Referring expression pointing data:
· · · ·
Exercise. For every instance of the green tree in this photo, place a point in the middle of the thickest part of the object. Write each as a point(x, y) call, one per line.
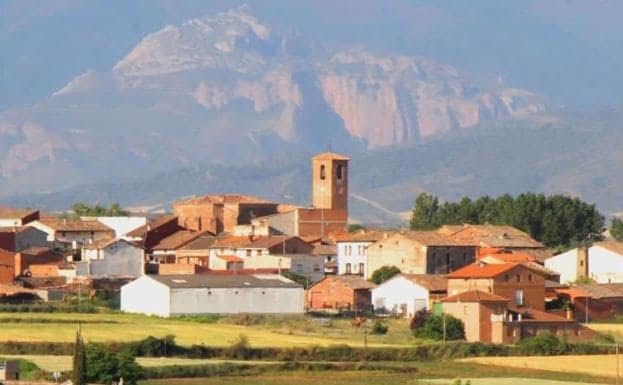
point(433, 328)
point(129, 370)
point(105, 367)
point(556, 220)
point(80, 367)
point(616, 229)
point(384, 273)
point(425, 212)
point(81, 209)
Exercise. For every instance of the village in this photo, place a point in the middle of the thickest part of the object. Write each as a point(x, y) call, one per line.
point(233, 254)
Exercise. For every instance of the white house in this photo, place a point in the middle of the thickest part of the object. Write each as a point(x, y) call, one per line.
point(405, 294)
point(602, 262)
point(121, 225)
point(72, 232)
point(170, 295)
point(352, 250)
point(112, 258)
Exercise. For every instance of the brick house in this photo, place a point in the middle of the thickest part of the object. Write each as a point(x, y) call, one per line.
point(72, 233)
point(18, 238)
point(7, 267)
point(339, 292)
point(524, 286)
point(489, 317)
point(419, 252)
point(10, 217)
point(219, 213)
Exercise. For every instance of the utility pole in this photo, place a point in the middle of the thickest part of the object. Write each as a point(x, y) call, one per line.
point(617, 353)
point(443, 315)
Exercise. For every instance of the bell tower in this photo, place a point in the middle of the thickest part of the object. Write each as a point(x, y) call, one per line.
point(330, 181)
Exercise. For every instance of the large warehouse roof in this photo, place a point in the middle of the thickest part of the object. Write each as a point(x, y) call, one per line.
point(224, 281)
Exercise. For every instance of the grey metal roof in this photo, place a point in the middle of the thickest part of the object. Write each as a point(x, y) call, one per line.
point(225, 281)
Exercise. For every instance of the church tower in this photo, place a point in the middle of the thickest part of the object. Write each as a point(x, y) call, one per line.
point(330, 181)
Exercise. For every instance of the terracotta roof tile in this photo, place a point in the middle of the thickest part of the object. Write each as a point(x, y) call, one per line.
point(363, 236)
point(140, 231)
point(176, 240)
point(330, 156)
point(222, 198)
point(230, 258)
point(615, 247)
point(12, 213)
point(482, 270)
point(475, 296)
point(490, 236)
point(70, 225)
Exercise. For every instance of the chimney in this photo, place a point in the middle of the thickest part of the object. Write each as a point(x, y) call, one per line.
point(582, 261)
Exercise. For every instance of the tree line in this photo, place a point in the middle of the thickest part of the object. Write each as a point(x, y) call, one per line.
point(557, 221)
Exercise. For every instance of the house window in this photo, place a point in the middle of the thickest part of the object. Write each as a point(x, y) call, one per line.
point(340, 172)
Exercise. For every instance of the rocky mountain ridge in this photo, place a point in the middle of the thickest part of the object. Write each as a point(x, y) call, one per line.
point(228, 86)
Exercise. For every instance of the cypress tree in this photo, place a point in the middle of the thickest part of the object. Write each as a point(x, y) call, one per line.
point(79, 374)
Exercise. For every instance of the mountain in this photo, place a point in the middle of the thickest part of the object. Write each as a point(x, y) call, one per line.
point(146, 101)
point(228, 88)
point(573, 154)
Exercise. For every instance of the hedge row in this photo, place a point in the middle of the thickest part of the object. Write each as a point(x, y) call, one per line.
point(228, 369)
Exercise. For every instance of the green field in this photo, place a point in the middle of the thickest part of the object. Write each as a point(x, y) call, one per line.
point(277, 332)
point(441, 372)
· · · ·
**What the exercise asks**
From the line holding "Exercise. For every instance of the green field" to the final line of the data, output each line exactly and nothing more.

**Response**
Exercise. For every instance of the green field in this photo, place a point in the middle of the thickest part of the object. Write each as a point(x, y) call, one per line.
point(277, 332)
point(441, 372)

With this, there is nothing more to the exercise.